# Start of SELECTED EXTRACT

Governor Kasich should follow Governor Scott’s school-funding lead
Governor John Kasich’s decision to take his second State of the State address on the road has been big news in Ohio (see here). More interesting than the history (Kasich is the first governor to deliver the address outside of Columbus) is that he will be delivering his speech at Steubenville’s high performing Wells Academy, which has long been lauded by the Education Trust as a “Dispelling the Myth” school. One hopes the choice of venue is matched by a focus on needed reforms in education.
Governor Kasich and legislative Republicans delivered some sizeable reforms in the state’s biennial budget last June. But there is much left to be done. The most pressing issue facing the state is putting in place a proper school funding plan. The biennial budget dismantled the state’s ill-conceived move toward an evidence-based model of school funding and promised a new funding formula before the next biennium. The governor and his team need to deliver.
Fordham has long-advocated (with many others) for a move toward a weighted, student-based funding system based on three key principles:
- Full state funding (and, properly encouraged, local funding) follows the child to the school the he or she attends, including charter schools. (This could also be extended, voucher-like, to private schools willing to participate fully in the state’s academic accountability system.)
- Per-pupil amounts vary according to children’s individual learning needs and circumstances. For example, disabled and economically disadvantaged youngsters would have additional dollars in their “funding backpacks.”
- Resources arrive at the school as real dollars that can be spent flexibly with an emphasis on results, rather than on predetermined programs, rigid staffing rations (or number of positions), and immutable activities.
Weighted student funding equitably directs more funds to schools that serve high proportions of needy children, regardless of where they live, and it ensures that a student’s school receives all of the resources generated by that student, whether it’s a district neighborhood school, a magnet school, a STEM school, or a charter school and regardless of whether it is located in a poor or affluent neighborhood, a tranquil suburb or a tough urban neighborhood. Weighted student funding enables school leaders and other educators to deploy available resources in ways that meet the needs of their specific pupils, aligning authority and responsibility in a modern, performance-oriented management system, and making resources flexible even as their total quantity may be reduced. WSF also fosters accountability, for if fewer children enroll in a school, its budget shrinks, which gives management and staff strong incentives to improve their school’s effectiveness.

# End of SELECTED EXTRACT
# Start of MATERIAL PROVIDED

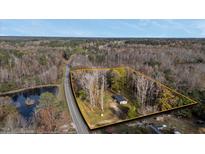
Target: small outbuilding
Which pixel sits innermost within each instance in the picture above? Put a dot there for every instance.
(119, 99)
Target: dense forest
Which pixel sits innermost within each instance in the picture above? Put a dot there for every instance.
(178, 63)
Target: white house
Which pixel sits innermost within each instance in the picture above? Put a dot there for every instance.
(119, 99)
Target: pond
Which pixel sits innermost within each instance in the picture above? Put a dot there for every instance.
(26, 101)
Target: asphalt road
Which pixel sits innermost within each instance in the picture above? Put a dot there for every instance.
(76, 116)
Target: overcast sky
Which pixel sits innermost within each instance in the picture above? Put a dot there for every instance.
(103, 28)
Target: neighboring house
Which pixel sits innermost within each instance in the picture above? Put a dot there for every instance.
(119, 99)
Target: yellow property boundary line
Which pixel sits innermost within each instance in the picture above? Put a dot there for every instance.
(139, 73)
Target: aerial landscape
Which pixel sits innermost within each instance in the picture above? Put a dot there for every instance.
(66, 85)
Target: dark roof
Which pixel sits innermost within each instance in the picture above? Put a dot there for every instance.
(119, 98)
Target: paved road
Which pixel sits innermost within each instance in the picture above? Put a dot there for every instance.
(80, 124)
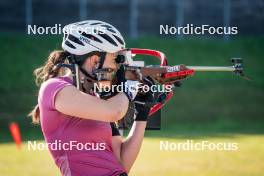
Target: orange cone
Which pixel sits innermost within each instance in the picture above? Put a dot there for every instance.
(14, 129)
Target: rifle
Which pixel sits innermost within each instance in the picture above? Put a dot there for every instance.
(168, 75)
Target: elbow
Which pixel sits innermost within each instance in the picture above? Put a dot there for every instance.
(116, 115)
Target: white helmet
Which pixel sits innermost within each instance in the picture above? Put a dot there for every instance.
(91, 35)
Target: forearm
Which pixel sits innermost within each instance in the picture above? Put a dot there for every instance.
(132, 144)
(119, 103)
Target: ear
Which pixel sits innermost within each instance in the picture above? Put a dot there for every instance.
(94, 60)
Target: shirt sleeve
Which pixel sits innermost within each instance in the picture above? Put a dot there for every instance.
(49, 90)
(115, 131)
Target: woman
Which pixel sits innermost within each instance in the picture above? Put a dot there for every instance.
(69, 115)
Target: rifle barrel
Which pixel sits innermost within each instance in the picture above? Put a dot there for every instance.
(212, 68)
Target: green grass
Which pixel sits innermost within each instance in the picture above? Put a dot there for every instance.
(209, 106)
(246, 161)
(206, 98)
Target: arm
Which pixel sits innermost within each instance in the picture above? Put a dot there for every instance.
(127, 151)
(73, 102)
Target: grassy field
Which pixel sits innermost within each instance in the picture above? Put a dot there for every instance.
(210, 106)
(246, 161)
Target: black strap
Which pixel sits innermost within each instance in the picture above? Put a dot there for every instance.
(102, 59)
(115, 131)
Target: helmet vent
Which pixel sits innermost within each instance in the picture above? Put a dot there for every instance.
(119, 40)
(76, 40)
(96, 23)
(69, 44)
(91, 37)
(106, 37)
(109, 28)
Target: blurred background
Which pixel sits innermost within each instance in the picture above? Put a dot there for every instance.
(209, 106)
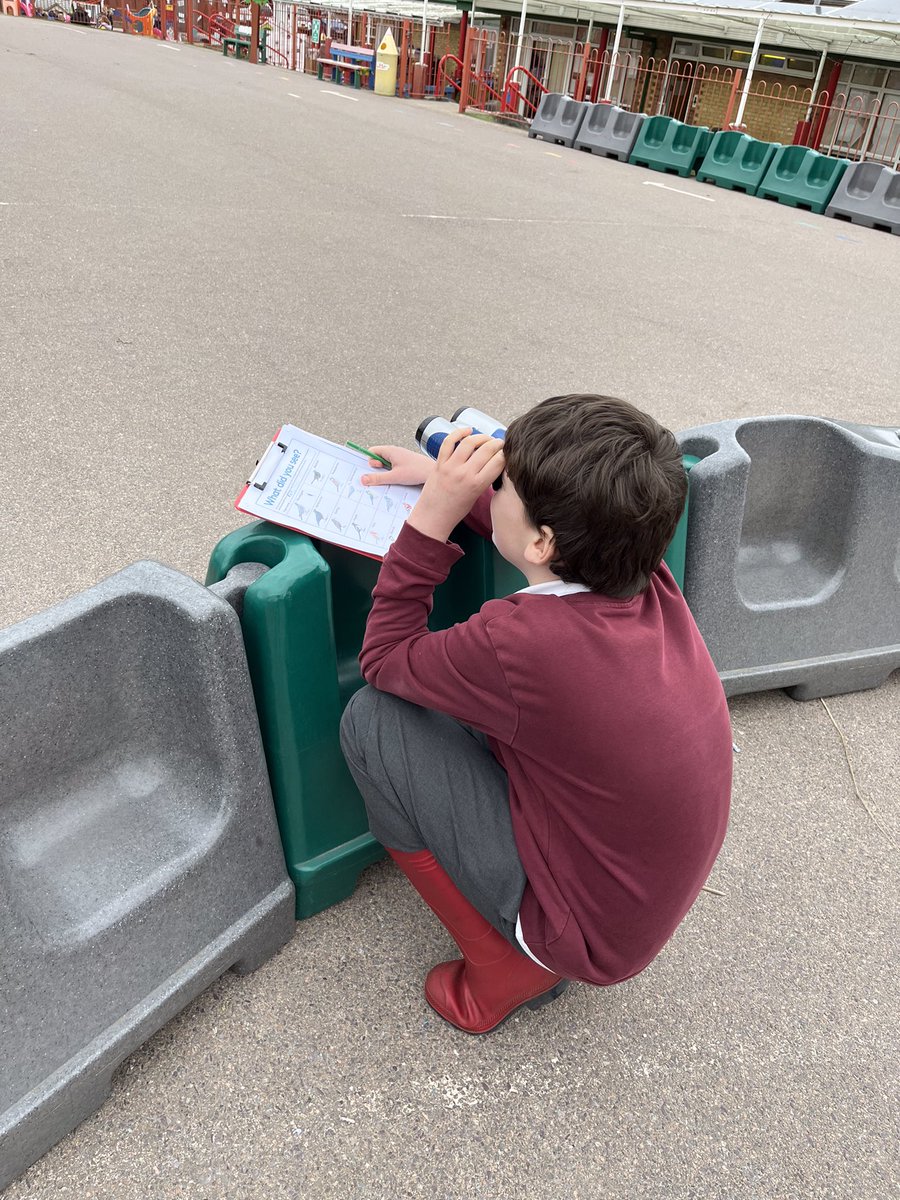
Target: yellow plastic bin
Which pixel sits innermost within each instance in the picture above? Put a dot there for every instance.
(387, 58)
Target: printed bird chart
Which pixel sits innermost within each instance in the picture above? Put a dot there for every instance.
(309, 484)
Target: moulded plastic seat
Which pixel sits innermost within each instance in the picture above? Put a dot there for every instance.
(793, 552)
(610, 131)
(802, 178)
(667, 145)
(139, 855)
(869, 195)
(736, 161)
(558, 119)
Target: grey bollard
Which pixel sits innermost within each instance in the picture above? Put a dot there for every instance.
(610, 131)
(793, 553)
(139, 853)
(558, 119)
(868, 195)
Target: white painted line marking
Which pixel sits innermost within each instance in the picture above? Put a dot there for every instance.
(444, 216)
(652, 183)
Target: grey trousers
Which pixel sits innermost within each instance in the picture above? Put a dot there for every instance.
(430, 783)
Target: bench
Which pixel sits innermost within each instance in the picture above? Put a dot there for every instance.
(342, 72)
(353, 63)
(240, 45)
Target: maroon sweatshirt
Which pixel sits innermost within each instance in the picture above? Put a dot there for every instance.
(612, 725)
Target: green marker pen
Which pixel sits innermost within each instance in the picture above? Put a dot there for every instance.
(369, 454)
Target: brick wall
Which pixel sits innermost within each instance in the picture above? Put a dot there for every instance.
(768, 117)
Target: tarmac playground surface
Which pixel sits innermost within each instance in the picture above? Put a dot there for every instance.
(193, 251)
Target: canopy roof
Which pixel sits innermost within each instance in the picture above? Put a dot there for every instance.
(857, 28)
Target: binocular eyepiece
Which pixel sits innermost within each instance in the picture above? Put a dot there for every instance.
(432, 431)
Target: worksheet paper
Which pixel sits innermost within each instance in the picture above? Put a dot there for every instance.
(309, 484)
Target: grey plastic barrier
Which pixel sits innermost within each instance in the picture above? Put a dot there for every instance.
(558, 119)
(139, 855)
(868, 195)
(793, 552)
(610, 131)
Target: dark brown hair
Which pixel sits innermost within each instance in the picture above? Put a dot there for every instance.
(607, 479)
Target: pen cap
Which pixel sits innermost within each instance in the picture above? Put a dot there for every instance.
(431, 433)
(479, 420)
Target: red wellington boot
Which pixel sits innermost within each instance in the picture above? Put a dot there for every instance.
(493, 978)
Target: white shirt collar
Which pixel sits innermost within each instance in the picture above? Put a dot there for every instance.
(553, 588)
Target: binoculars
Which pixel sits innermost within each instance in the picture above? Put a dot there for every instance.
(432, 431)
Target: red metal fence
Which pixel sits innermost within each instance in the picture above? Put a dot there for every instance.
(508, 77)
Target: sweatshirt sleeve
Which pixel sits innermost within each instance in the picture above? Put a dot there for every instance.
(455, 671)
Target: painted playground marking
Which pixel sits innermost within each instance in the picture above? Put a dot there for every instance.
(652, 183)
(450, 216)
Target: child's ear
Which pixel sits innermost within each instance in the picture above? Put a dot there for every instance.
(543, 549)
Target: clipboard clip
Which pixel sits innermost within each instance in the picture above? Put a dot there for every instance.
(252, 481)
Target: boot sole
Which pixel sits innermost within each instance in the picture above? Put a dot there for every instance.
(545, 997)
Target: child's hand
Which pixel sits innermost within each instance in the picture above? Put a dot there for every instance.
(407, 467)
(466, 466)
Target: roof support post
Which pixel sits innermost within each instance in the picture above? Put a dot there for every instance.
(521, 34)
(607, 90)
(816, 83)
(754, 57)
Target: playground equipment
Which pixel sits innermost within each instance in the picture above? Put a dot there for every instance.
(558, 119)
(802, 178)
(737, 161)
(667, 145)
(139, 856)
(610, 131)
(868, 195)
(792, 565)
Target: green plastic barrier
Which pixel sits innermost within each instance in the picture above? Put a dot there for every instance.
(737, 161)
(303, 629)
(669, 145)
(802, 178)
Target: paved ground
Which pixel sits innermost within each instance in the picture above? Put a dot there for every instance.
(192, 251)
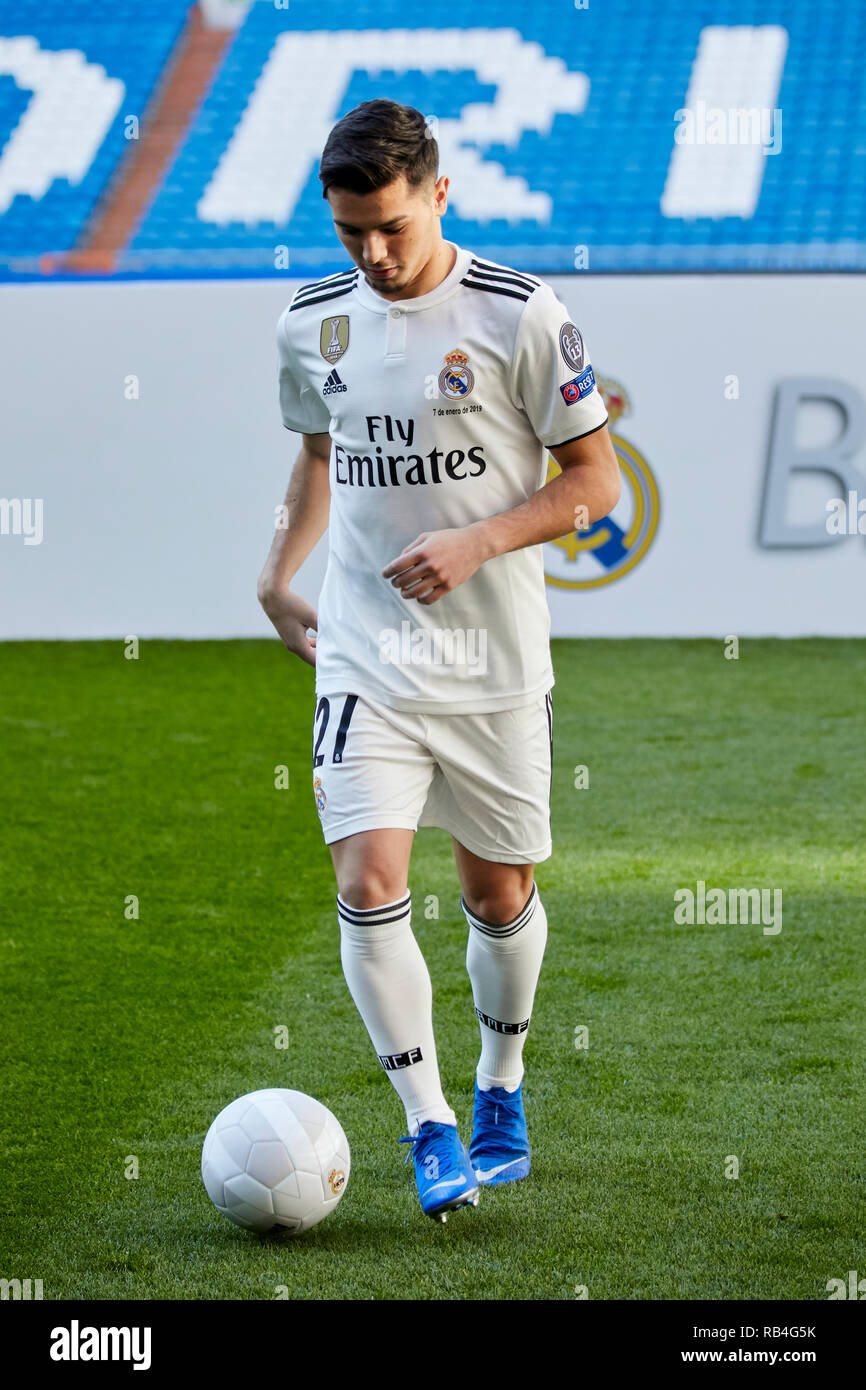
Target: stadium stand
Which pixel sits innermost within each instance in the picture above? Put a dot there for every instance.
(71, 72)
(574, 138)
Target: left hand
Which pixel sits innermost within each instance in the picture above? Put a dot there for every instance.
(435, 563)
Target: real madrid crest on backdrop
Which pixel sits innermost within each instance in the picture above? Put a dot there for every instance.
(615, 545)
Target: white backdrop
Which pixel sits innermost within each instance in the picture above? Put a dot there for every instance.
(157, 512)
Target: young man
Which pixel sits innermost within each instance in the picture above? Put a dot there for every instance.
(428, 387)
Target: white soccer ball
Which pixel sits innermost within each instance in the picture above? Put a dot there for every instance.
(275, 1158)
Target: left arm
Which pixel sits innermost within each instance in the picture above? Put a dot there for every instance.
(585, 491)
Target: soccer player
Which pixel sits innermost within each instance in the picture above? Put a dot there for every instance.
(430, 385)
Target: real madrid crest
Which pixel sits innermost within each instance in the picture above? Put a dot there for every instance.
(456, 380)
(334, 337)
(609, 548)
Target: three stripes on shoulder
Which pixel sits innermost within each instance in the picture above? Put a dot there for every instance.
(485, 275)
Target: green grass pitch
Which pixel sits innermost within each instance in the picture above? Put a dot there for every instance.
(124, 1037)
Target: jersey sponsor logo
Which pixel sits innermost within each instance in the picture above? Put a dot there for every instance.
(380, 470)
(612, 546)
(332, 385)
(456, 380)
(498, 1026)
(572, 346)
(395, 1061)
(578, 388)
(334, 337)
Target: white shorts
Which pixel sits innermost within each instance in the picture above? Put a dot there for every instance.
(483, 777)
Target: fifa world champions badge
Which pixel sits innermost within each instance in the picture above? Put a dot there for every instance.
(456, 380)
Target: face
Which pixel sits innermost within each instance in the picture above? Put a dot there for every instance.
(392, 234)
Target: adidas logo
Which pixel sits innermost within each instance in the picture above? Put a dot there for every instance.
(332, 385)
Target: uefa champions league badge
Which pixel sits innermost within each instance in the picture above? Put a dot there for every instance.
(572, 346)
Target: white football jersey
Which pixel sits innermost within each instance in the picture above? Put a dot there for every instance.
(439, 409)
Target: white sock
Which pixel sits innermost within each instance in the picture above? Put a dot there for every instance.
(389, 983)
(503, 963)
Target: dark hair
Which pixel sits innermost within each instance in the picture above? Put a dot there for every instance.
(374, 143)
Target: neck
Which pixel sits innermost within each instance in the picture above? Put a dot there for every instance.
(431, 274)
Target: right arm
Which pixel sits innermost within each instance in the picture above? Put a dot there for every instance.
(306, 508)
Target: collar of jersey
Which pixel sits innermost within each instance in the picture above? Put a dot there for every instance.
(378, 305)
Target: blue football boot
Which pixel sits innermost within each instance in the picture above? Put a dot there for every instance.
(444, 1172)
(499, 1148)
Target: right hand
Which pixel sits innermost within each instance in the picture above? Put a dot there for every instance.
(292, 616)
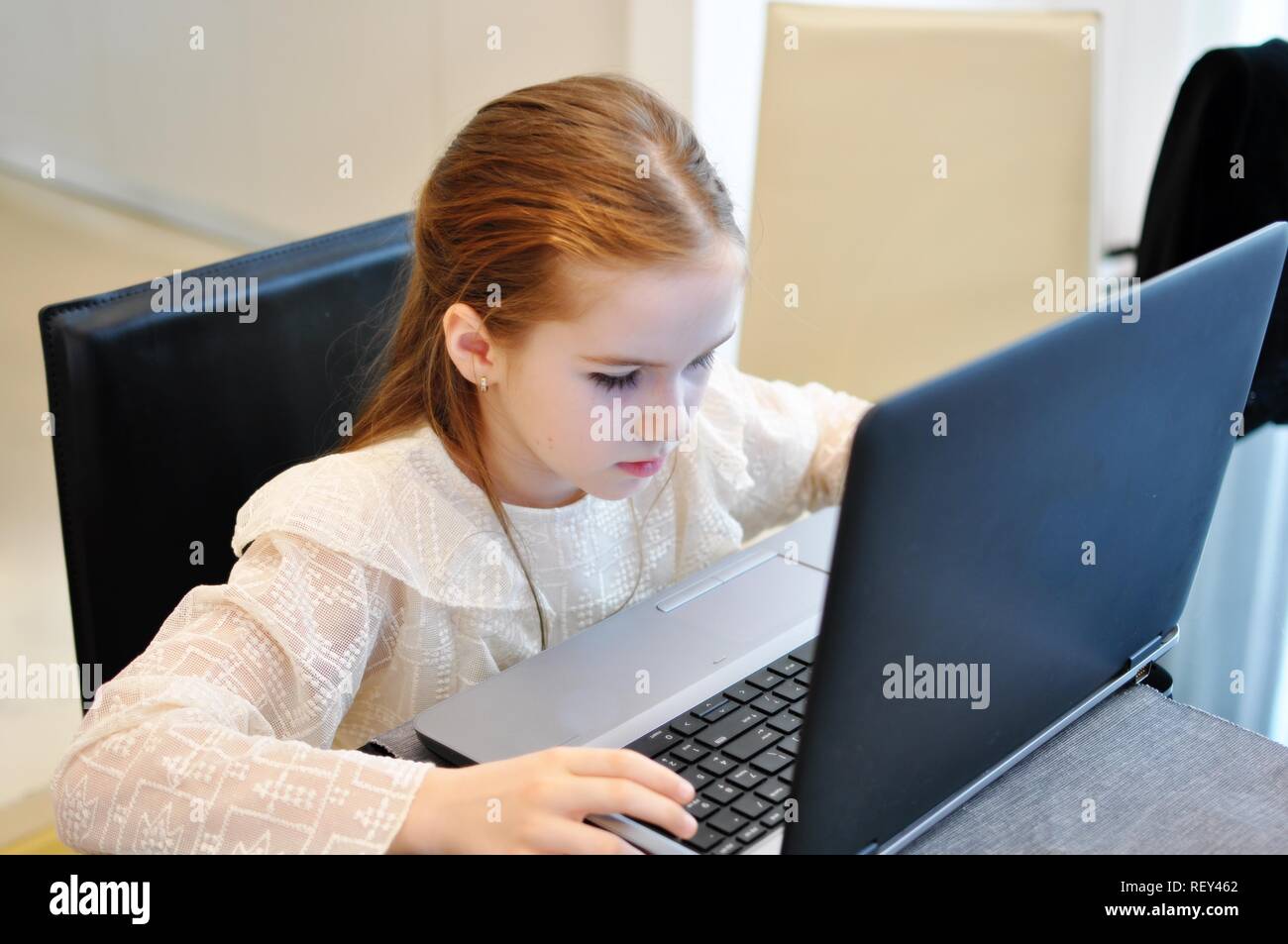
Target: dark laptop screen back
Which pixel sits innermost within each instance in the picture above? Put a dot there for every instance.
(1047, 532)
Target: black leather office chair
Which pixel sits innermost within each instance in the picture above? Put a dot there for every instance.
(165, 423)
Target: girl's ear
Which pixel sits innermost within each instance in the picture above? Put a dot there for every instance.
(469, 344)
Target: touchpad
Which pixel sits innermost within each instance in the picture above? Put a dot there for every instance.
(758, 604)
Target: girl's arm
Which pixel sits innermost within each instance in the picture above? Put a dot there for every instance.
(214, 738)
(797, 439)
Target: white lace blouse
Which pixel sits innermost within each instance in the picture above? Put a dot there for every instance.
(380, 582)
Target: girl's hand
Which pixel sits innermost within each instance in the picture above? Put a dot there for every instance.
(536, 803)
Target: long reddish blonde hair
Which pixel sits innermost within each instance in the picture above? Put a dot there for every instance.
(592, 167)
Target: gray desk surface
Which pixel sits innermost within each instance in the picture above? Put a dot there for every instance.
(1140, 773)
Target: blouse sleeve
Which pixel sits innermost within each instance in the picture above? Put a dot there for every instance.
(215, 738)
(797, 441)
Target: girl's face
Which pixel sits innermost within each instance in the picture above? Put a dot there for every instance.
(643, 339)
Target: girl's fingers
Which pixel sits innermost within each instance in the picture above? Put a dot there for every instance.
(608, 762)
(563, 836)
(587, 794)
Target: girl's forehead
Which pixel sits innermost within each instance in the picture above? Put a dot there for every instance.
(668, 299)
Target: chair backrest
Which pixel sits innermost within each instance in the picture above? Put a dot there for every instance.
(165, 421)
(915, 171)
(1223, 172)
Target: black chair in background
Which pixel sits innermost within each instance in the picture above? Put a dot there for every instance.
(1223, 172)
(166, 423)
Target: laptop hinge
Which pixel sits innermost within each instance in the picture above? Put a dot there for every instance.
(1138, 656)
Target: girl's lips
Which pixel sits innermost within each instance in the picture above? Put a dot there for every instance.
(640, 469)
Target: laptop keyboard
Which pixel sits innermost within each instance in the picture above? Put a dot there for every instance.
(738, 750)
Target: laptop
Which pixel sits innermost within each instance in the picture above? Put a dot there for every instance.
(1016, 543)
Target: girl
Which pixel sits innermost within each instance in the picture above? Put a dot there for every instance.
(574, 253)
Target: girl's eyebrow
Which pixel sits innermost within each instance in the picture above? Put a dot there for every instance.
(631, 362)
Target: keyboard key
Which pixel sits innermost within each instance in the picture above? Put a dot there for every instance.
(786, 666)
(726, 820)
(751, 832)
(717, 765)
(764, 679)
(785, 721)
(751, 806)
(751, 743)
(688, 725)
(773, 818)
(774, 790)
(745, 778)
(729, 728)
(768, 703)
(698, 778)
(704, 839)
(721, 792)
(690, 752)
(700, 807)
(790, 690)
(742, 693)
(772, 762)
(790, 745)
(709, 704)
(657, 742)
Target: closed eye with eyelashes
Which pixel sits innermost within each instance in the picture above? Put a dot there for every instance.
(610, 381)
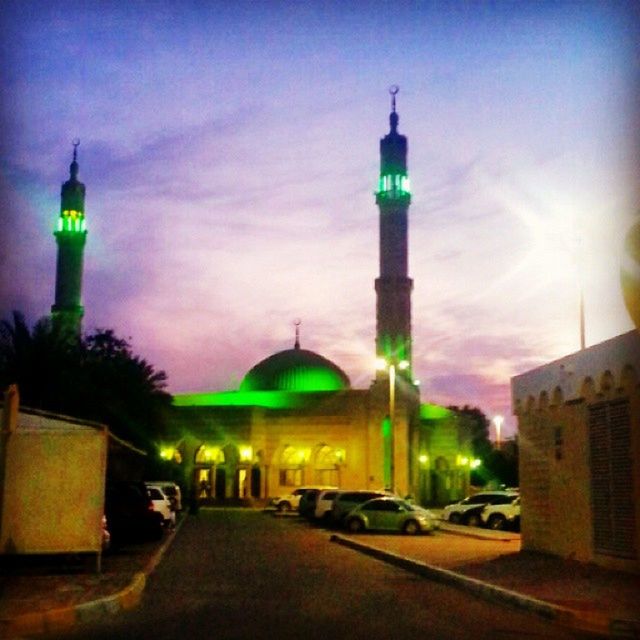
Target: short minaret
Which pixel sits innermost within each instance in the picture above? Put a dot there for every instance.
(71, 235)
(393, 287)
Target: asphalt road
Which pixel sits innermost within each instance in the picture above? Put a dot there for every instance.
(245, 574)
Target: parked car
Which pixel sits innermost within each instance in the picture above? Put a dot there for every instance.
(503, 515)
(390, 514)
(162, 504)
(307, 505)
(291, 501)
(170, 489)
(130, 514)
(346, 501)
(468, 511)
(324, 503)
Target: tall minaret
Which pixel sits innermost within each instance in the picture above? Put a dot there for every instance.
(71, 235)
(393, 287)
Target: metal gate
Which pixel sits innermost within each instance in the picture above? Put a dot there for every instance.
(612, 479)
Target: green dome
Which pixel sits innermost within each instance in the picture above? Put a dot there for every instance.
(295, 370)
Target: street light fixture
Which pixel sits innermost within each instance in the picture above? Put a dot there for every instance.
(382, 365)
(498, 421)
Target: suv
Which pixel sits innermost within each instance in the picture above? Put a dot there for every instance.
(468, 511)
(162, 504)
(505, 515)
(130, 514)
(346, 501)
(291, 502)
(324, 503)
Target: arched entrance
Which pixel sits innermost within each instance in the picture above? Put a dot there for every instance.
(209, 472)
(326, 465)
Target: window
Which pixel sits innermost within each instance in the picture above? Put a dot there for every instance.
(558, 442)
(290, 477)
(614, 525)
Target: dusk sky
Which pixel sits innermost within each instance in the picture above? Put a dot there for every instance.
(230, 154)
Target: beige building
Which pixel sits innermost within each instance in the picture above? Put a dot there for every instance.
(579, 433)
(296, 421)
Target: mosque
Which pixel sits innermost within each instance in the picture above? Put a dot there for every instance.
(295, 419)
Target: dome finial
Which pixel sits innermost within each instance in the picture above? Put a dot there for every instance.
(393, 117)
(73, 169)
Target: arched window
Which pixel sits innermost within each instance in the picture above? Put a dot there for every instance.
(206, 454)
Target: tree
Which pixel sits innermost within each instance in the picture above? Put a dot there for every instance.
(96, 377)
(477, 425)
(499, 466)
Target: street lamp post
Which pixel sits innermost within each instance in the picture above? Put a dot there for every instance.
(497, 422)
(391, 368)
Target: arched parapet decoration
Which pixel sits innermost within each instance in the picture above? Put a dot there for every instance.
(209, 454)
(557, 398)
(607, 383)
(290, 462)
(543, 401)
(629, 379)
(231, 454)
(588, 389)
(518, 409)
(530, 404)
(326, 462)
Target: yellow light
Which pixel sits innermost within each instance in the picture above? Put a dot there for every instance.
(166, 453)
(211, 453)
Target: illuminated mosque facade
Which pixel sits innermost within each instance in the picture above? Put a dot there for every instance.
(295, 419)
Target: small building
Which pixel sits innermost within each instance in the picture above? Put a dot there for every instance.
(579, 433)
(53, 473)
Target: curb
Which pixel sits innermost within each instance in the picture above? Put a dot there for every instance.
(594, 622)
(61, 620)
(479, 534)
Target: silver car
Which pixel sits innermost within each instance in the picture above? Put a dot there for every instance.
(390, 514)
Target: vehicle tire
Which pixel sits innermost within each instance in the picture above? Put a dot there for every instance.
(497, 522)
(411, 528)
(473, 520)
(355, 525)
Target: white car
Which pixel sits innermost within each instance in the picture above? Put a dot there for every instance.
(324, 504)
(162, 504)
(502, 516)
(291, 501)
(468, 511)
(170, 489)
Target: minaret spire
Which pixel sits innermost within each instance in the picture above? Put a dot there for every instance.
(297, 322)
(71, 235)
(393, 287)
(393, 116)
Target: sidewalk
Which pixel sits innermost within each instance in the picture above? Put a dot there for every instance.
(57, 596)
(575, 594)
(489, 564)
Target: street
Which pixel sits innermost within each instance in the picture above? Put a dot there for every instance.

# End of MATERIAL PROVIDED

▶ [TASKS FOR THIS EXERCISE]:
#1 Which lines in the entries contain the string "jersey"? Find and copy each one, treating uppercase and lowercase as different.
#2 What comes next in the school-funding piece? Continue it from its last sentence.
The school-funding piece and the entries have no connection to each other.

▶ [RESPONSES IN ORDER]:
#1
Target: jersey sponsor logo
Target: white football jersey
Target: collar of jersey

#2
A weighted student funding system would encourage flexibility, as Ohio schools would be free to determine how to use their funds.
Of course, when it comes to school funding, lawmakers always look to the bottom line: What will the new formula mean for schools in my legislative district? Here, Governor Kasich and lawmakers should bite the bullet and find some new money for schools to assist in the transition to a more effective system of funding. They wouldn’t be alone among Republicans. Florida’s Governor Rick Scott, for example, urged lawmakers in his January 10 State of the State to boost spending on education. He argued, “While lowering taxes and eliminating unnecessary regulations are critical, the bedrock of any sound, sustainable economy is an educated workforce well equipped to meet the challenges of an advanced global marketplace.” Governor Scott is seeking $1 billion more annually for schools.
Governor Kasich should follow Scott’s lead, but attach all new money to a new funding formula that pushes innovation, equity for schools of choice, and more control of decision making for the educators closest to the kids.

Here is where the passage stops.